REQUIREMENT: Exclude the pictures, then copy word for word the lines running from the beginning of the records through the line with "Practice step: locate the green tree".

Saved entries
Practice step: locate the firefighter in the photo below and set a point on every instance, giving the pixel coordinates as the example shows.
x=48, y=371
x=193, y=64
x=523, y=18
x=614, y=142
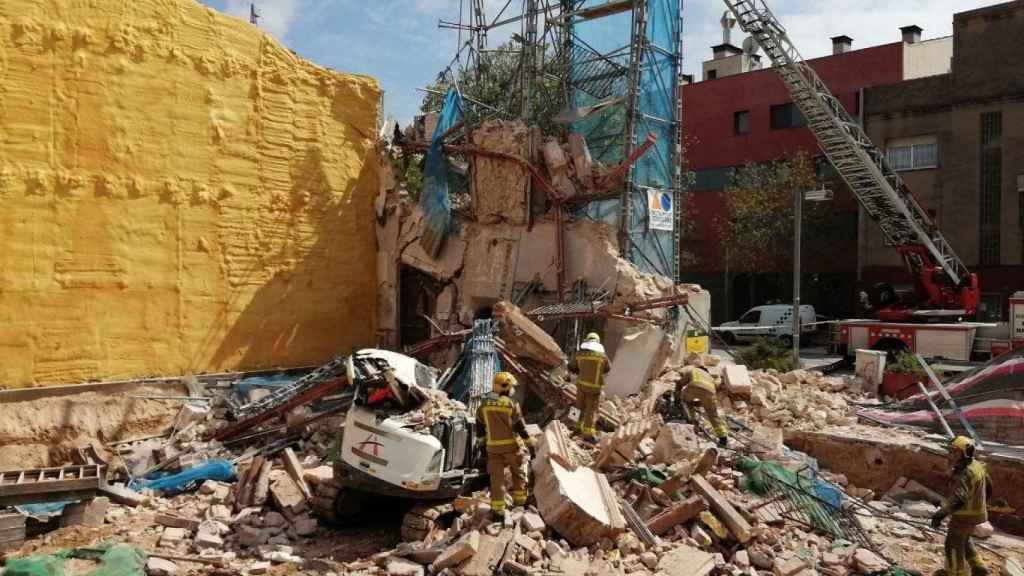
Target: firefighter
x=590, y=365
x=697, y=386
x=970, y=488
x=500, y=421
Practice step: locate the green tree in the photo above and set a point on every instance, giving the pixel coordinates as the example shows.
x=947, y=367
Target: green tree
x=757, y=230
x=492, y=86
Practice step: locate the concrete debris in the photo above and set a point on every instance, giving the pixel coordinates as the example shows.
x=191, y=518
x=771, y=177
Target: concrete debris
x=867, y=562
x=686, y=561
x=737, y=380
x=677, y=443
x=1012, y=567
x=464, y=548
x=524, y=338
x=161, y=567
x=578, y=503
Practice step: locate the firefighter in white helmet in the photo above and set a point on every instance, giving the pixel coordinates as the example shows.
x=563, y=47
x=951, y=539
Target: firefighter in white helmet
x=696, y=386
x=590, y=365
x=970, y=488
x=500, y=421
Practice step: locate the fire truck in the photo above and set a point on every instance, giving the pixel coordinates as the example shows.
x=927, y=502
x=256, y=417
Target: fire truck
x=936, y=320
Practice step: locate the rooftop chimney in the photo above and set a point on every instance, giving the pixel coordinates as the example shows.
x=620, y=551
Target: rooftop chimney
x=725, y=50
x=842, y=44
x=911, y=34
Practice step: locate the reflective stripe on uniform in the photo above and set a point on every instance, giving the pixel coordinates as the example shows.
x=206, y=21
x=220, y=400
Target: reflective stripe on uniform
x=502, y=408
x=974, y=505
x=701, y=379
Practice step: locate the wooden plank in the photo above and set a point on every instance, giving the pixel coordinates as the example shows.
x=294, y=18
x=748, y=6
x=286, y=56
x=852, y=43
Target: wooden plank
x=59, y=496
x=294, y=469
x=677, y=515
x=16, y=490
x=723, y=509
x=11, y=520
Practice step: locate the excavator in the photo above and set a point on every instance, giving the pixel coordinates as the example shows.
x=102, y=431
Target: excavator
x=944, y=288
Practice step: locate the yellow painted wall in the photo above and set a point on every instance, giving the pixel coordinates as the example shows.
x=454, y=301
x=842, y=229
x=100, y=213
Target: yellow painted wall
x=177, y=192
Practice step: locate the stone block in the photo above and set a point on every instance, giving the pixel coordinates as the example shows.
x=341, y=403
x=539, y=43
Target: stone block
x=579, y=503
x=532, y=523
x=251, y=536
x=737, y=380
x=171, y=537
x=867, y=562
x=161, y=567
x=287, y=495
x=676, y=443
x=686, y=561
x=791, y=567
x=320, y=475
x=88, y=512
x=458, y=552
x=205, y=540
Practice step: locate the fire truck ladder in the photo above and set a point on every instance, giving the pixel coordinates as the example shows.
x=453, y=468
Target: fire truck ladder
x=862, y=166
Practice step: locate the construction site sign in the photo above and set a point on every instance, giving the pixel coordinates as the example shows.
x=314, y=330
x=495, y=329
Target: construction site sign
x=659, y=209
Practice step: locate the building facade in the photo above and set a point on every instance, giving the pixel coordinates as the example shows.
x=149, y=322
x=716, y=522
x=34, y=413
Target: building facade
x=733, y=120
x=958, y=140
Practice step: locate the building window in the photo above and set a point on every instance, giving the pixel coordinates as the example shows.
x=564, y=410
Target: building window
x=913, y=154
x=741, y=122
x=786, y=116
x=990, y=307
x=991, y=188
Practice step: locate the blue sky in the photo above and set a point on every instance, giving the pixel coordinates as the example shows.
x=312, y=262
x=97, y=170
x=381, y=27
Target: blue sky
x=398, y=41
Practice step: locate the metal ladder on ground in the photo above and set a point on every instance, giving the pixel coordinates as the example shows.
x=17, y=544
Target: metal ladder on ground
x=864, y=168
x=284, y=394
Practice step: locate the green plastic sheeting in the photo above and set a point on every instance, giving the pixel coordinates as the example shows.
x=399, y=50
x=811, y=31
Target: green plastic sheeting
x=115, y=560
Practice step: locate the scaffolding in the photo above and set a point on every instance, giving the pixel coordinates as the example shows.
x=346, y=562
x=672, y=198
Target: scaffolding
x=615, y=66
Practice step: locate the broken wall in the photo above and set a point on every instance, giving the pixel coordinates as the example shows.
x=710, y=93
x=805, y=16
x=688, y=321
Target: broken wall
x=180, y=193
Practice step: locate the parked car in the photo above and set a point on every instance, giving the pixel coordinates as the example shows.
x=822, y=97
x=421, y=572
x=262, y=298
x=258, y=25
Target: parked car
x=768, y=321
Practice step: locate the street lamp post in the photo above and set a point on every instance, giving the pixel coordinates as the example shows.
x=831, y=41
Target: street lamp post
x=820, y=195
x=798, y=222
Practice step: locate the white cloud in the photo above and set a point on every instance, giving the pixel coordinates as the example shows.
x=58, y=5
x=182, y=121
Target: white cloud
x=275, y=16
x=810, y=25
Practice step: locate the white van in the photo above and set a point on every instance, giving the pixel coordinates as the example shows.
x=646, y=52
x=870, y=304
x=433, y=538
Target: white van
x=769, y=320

YOUR SOLUTION:
Practice step: locate the firefighter in the photo below and set a point on every instance, giving the pixel coordinates as the example shows.
x=48, y=371
x=193, y=64
x=523, y=18
x=614, y=142
Target: firefighter
x=590, y=365
x=697, y=386
x=970, y=488
x=500, y=421
Practice step: locate the green tree in the photo above and set a point on every instance, giving the pixel coordinates as the example shows.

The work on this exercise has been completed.